▶ _Assigned task A_
Answer these questions using the reflection on Christmas:
(i) Where was the writer this Christmas?
(ii) Whom does the writer credit for being healthier and mentally stronger?
(iii) Which season does the writer expect will come again soon?
▶ _Assigned task B_
For each statement, say whether the reflection on Christmas agrees with it. Answer yes or no and quote the words that decide it.
(i) The writer felt triggered by past memories this Christmas.
(ii) The shortest day has already passed.
(iii) The writer's parents gave up on the writer.
▶ _Assigned task C_
Write a continuation of the reflection on Christmas, picking up after its final sentence.

Excerpt to read Start Marker

The winter months are passing by, the shortest day has gone and the time keeps flying by. Before we realise it, it will be spring again, maybe this is wishful thinking but I find that as a new year approaches there is a positive momentum that is in the air. It may only be a small particle of hope but I sense that the winds are changing for the better.
Over the Christmas period, I have been reflecting back on last year when things were a lot different to how they are now. Firstly, I was at home with my family and not in hospital.
Secondly, I am healthier and mentally stronger. This is down to both my parents for not giving up on me and believing that I will get better.
Thirdly, the love, care and support that I have received from everyone who knows me and too every single person that has read my blogs.
Christmas this year was a very joyful and a healing time for me. I didn’t feel triggered by past memories. I was able to be present and be part of family life for the first time in years. I didn’t feel disconnected or anxious, just whole as a person. I never thought I would feel like this.

Excerpt to read End Marker
Supplied entries Start Marker

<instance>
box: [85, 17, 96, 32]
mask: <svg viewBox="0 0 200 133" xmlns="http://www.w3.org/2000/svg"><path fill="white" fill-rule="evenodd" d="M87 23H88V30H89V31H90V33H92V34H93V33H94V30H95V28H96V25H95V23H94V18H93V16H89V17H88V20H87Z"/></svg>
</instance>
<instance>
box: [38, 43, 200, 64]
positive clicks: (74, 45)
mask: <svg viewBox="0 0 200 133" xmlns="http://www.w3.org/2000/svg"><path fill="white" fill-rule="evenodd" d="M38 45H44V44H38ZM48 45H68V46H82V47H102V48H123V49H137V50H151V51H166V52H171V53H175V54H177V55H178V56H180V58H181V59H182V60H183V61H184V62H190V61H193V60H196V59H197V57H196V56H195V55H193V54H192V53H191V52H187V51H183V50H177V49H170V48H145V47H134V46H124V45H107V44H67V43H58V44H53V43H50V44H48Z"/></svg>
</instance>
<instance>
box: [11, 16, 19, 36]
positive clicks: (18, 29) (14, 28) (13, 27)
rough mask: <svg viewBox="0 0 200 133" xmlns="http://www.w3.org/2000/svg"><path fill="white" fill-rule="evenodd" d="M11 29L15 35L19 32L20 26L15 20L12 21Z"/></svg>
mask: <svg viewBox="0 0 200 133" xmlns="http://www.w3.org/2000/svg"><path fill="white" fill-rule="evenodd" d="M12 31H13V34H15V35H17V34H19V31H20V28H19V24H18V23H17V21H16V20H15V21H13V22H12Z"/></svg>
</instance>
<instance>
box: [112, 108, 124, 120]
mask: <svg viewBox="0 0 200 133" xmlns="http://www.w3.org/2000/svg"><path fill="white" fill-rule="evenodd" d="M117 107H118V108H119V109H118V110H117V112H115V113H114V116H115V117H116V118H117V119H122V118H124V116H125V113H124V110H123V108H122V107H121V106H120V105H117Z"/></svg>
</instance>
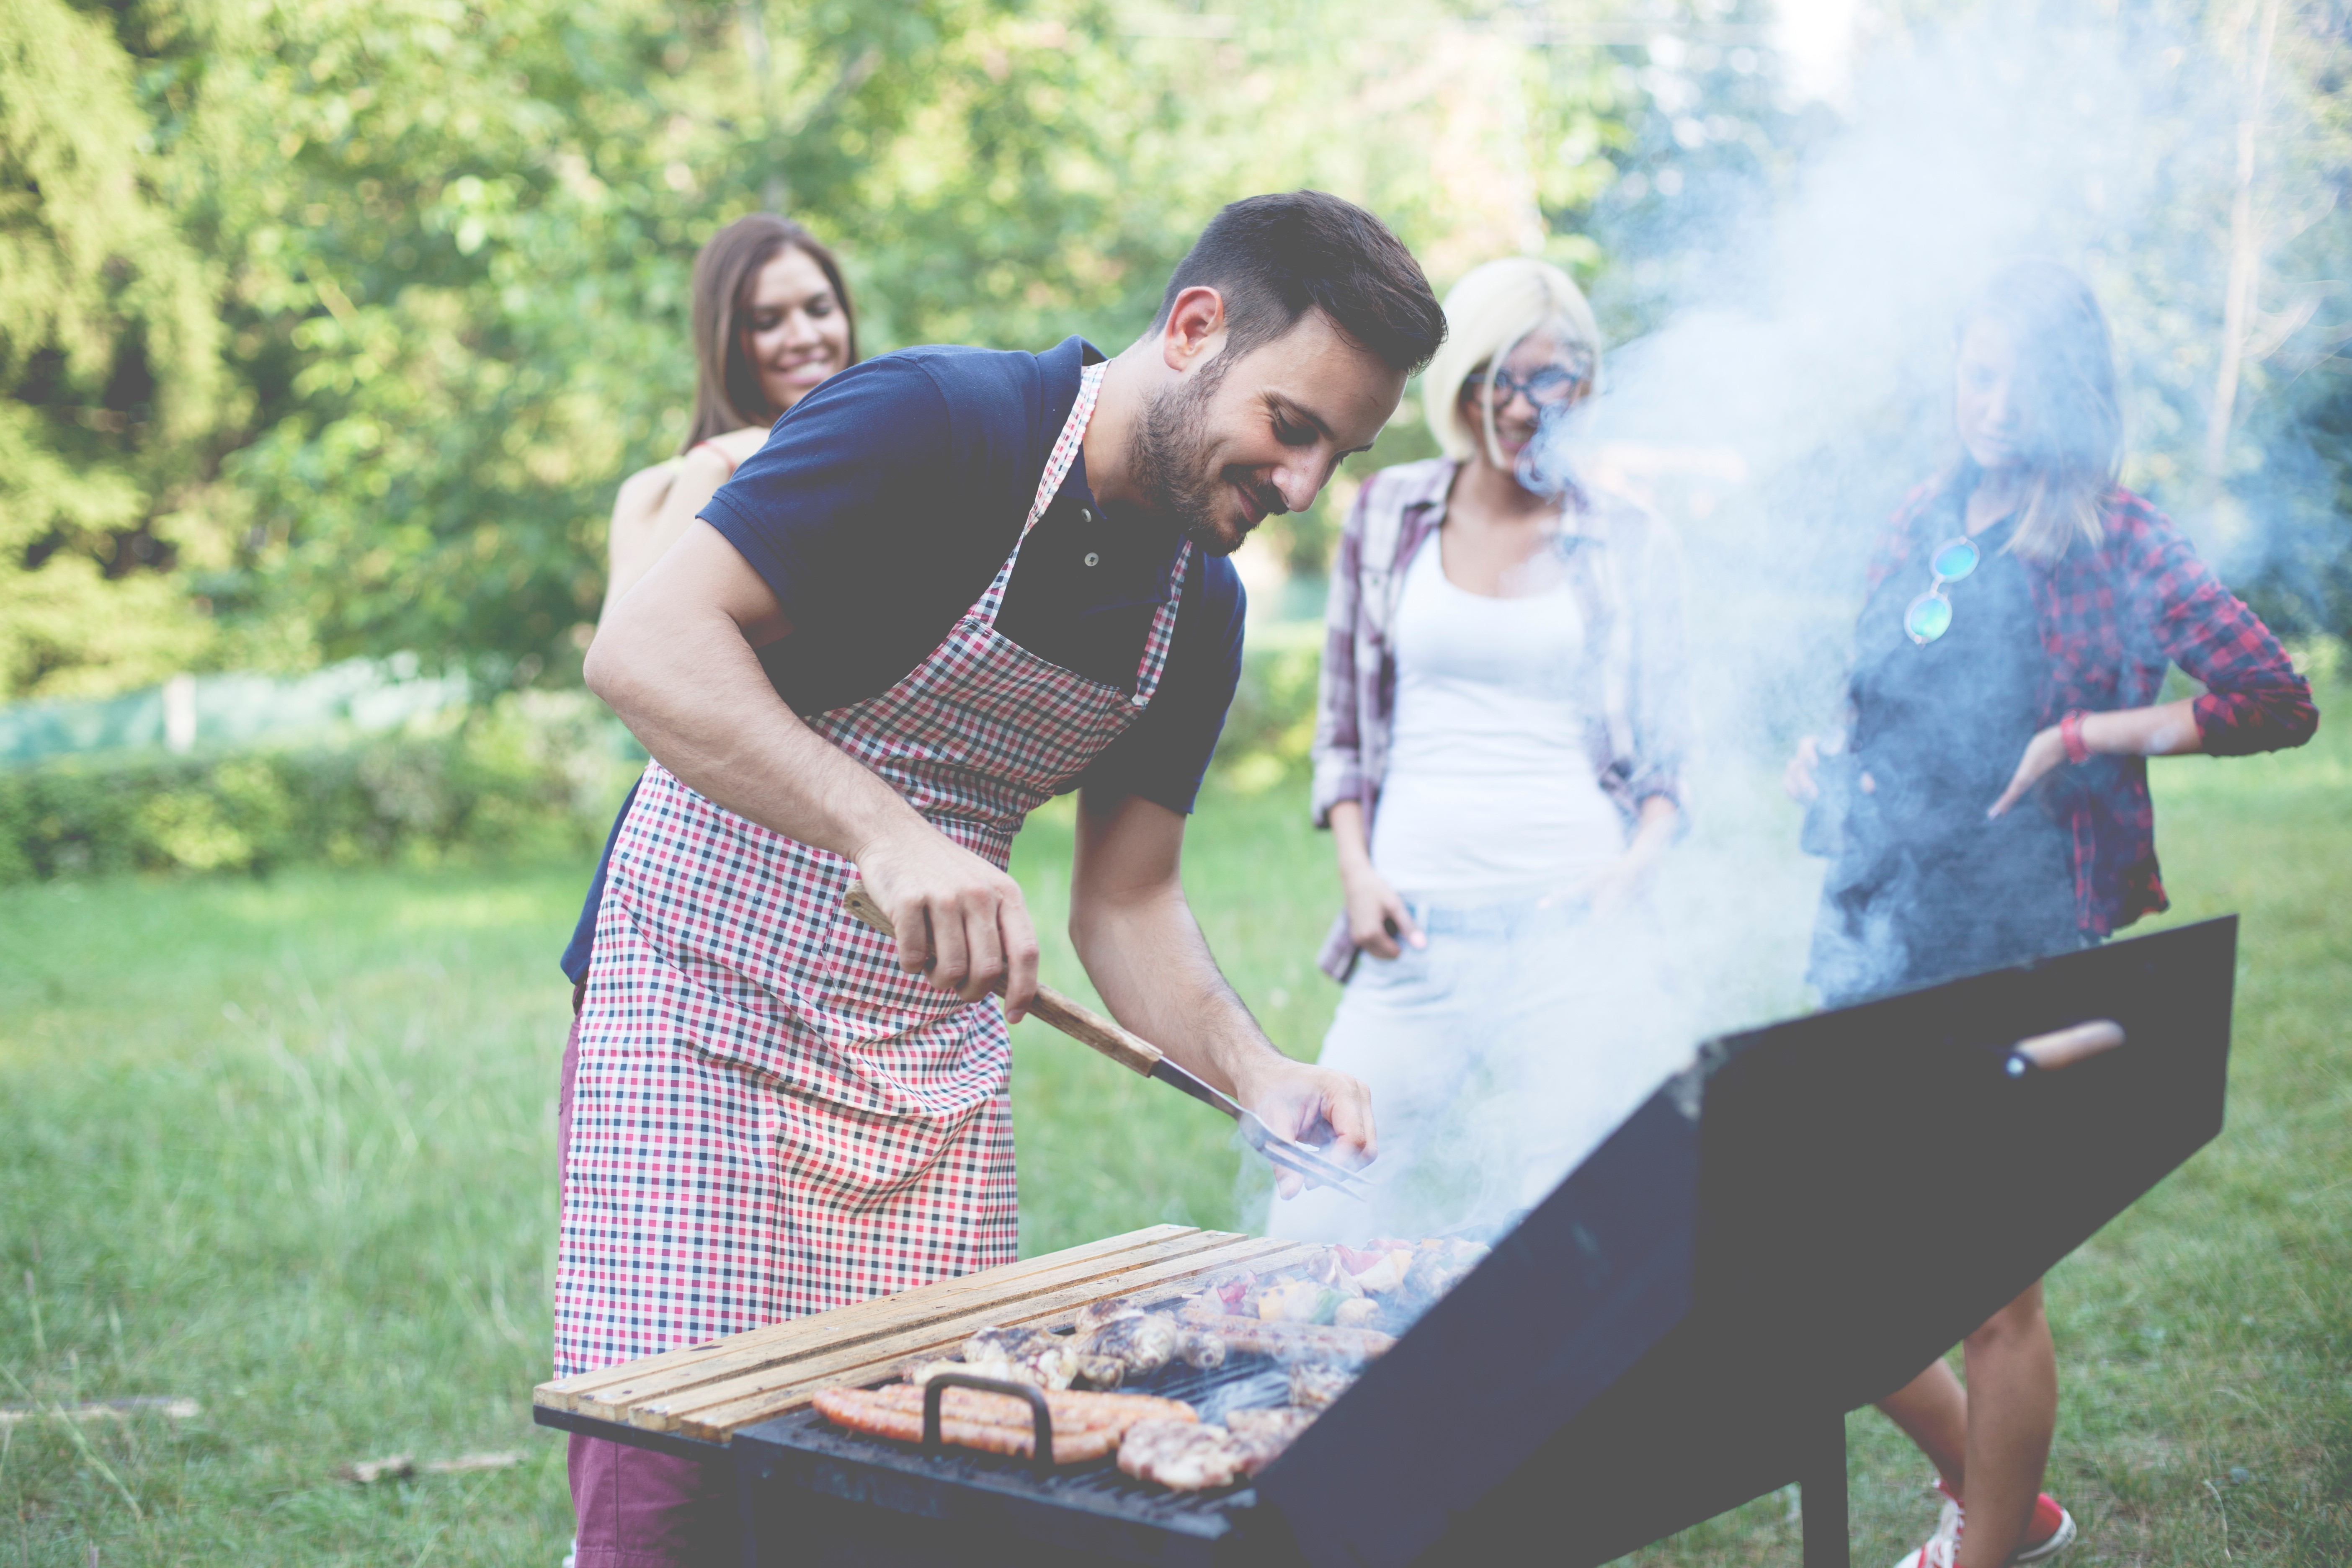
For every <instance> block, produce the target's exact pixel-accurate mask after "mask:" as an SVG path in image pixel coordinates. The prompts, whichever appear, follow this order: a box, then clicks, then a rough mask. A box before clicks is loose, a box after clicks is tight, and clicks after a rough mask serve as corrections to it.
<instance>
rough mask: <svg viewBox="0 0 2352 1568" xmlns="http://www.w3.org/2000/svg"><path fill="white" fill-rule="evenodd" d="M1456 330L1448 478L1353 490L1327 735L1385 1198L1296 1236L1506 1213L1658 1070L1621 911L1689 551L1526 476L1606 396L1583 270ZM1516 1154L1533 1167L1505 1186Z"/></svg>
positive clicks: (1328, 1235)
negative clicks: (1554, 424)
mask: <svg viewBox="0 0 2352 1568" xmlns="http://www.w3.org/2000/svg"><path fill="white" fill-rule="evenodd" d="M1444 308H1446V346H1444V348H1442V350H1439V353H1437V360H1435V362H1432V364H1430V369H1428V374H1425V376H1423V407H1425V414H1428V421H1430V428H1432V430H1435V433H1437V440H1439V444H1442V447H1444V451H1446V456H1442V458H1430V461H1425V463H1404V465H1399V468H1385V470H1381V473H1376V475H1371V477H1369V480H1367V482H1364V489H1362V491H1359V494H1357V501H1355V508H1352V510H1350V515H1348V522H1345V529H1343V531H1341V545H1338V564H1336V569H1334V576H1331V602H1329V616H1327V621H1329V630H1327V642H1324V668H1322V705H1319V712H1317V726H1315V820H1317V825H1324V827H1329V830H1331V844H1334V851H1336V853H1338V872H1341V886H1343V891H1345V910H1343V912H1341V914H1338V919H1336V922H1334V926H1331V938H1329V943H1327V947H1324V954H1322V966H1324V971H1327V973H1329V976H1334V978H1336V980H1341V983H1343V985H1345V987H1348V990H1345V994H1343V999H1341V1006H1338V1016H1336V1018H1334V1023H1331V1032H1329V1037H1327V1039H1324V1053H1322V1060H1324V1063H1327V1065H1336V1067H1343V1070H1345V1072H1352V1074H1357V1077H1359V1079H1364V1081H1367V1084H1369V1086H1371V1093H1374V1103H1376V1105H1378V1107H1381V1161H1378V1164H1376V1166H1371V1168H1369V1171H1367V1178H1371V1182H1374V1187H1376V1190H1378V1194H1381V1197H1378V1204H1376V1206H1374V1211H1371V1213H1367V1211H1364V1208H1362V1206H1357V1204H1352V1201H1348V1199H1334V1194H1329V1192H1322V1190H1308V1192H1305V1194H1301V1197H1298V1199H1291V1201H1282V1204H1277V1206H1275V1215H1272V1220H1270V1225H1272V1232H1275V1234H1289V1237H1305V1239H1362V1237H1367V1234H1376V1232H1383V1229H1390V1232H1399V1234H1418V1232H1421V1227H1425V1225H1456V1222H1461V1220H1463V1218H1470V1215H1472V1213H1486V1215H1501V1213H1508V1211H1512V1208H1517V1206H1524V1204H1529V1201H1534V1199H1538V1197H1543V1192H1548V1190H1550V1185H1552V1182H1555V1180H1557V1178H1559V1175H1562V1173H1564V1171H1566V1168H1569V1166H1571V1164H1573V1161H1576V1159H1581V1157H1583V1154H1585V1152H1588V1150H1590V1147H1592V1145H1595V1143H1599V1138H1604V1135H1606V1133H1609V1128H1613V1126H1616V1121H1618V1119H1623V1114H1625V1112H1628V1110H1632V1105H1637V1103H1639V1098H1642V1095H1644V1093H1646V1091H1649V1088H1651V1086H1653V1081H1656V1077H1658V1074H1661V1072H1663V1070H1665V1067H1663V1065H1658V1063H1656V1060H1653V1058H1656V1051H1646V1048H1644V1044H1646V1041H1651V1039H1653V1037H1658V1034H1661V1027H1658V1016H1656V1006H1653V999H1651V1004H1649V1006H1642V1004H1639V999H1642V997H1644V987H1642V983H1639V973H1642V966H1644V964H1646V954H1644V952H1639V950H1637V947H1635V945H1632V943H1625V940H1621V936H1618V933H1616V929H1613V924H1616V922H1611V919H1606V917H1609V914H1611V912H1616V910H1618V907H1621V905H1623V903H1625V900H1628V898H1632V896H1635V891H1637V889H1639V886H1642V882H1644V877H1646V875H1649V870H1651V865H1653V863H1656V858H1658V856H1661V853H1663V851H1665V846H1668V842H1670V839H1672V837H1675V832H1677V825H1679V820H1682V811H1679V804H1677V797H1679V764H1682V745H1684V722H1682V712H1684V701H1682V569H1679V557H1677V552H1675V543H1672V538H1670V536H1668V531H1665V529H1663V527H1661V524H1658V522H1656V520H1651V517H1649V515H1646V512H1642V510H1639V508H1635V505H1632V503H1625V501H1618V498H1611V496H1604V494H1599V491H1592V489H1585V487H1576V484H1571V487H1569V489H1566V491H1564V494H1559V491H1550V489H1531V487H1529V482H1526V480H1522V463H1519V458H1522V454H1526V449H1529V444H1531V442H1534V440H1536V433H1538V428H1541V425H1543V421H1545V418H1548V416H1559V414H1564V411H1566V409H1571V407H1573V404H1576V402H1581V400H1583V397H1588V395H1590V393H1592V388H1595V383H1597V378H1599V329H1597V327H1595V322H1592V308H1590V306H1588V303H1585V299H1583V294H1578V289H1576V284H1573V282H1571V280H1569V275H1566V273H1562V270H1559V268H1555V266H1545V263H1543V261H1534V259H1526V256H1515V259H1508V261H1491V263H1486V266H1482V268H1477V270H1472V273H1470V275H1468V277H1463V280H1461V282H1458V284H1456V287H1454V292H1451V294H1449V296H1446V303H1444ZM1684 1044H1689V1041H1684ZM1449 1124H1451V1126H1458V1128H1475V1131H1472V1133H1470V1138H1472V1143H1477V1145H1479V1147H1470V1143H1465V1140H1463V1138H1451V1135H1449ZM1505 1128H1508V1131H1505ZM1496 1135H1508V1138H1512V1140H1515V1147H1517V1150H1519V1152H1522V1157H1519V1159H1515V1161H1510V1164H1512V1171H1510V1185H1508V1190H1503V1187H1496V1173H1494V1171H1491V1168H1486V1166H1491V1164H1494V1161H1489V1159H1484V1154H1489V1152H1491V1140H1494V1138H1496ZM1446 1150H1454V1154H1449V1152H1446Z"/></svg>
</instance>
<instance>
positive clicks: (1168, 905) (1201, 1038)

Supplied entries End Marker

▶ _Written answer A_
(i) At home with family, not in hospital.
(ii) Both of the writer's parents.
(iii) Spring.

▶ _Written answer B_
(i) No: "I didn’t feel triggered by past memories."
(ii) Yes: "the shortest day has gone"
(iii) No: "both my parents for not giving up on me"

▶ _Written answer C_
I also felt at peace with my demons which I thought would not be possible at one time and a calmness has embraced me like a warm blanket.
I have been searching for this sense of being for years and finally I have found it. I am realistic that there will be difficult times ahead but I can honestly say that I have hope in my heart and determination to live.
On Christmas Day my dad, brother and I went to the beach with the dog and walked for miles between the squalls of rain. The wind was up, blowing the sand into beautiful patterns of light and dark sand hovering above the ground.
We ran for miles occasionally kicking the football with our dog bounding along beside us. Then towards the end our dog just stayed close to our heels as if to say ‘ I am tired, it time to go home’.
I haven’t felt so young and free for years. I had a spring in my step, my feet bouncing on the sand below. A happiness filled into my body and soul, detoxing my body of the troubles of the past.
I have proven to myself that time heals, it does not erase the scars of the past but ever so slowly it is repairing the broken strings that were disconnected years ago. I have now found my way home.